====== DATASET EXCERPTS ======

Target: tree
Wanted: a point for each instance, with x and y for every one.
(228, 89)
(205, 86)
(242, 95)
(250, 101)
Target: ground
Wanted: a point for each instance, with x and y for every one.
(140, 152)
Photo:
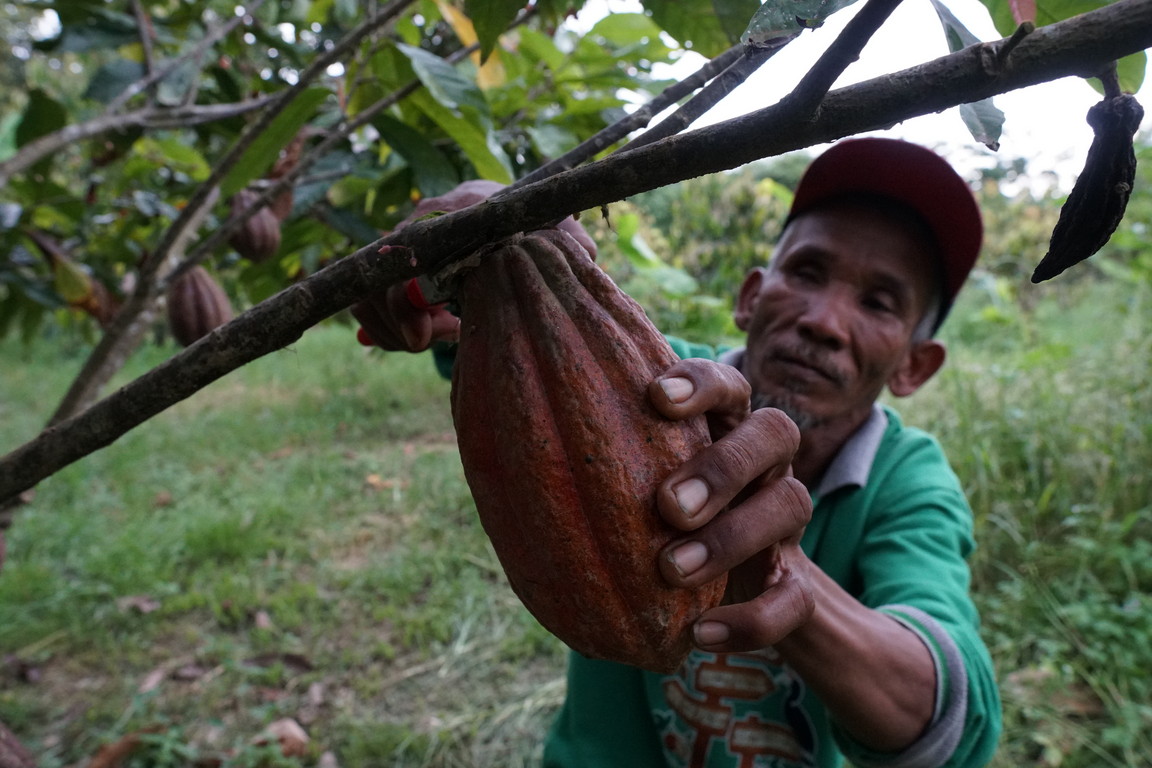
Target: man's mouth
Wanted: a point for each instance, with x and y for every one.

======

- WORK INSTRUCTION -
Go through the records above and, whenever a line includes the word "Target", copy it.

- EXERCISE OUTPUT -
Target: tree
Target: ground
Target: man's mouth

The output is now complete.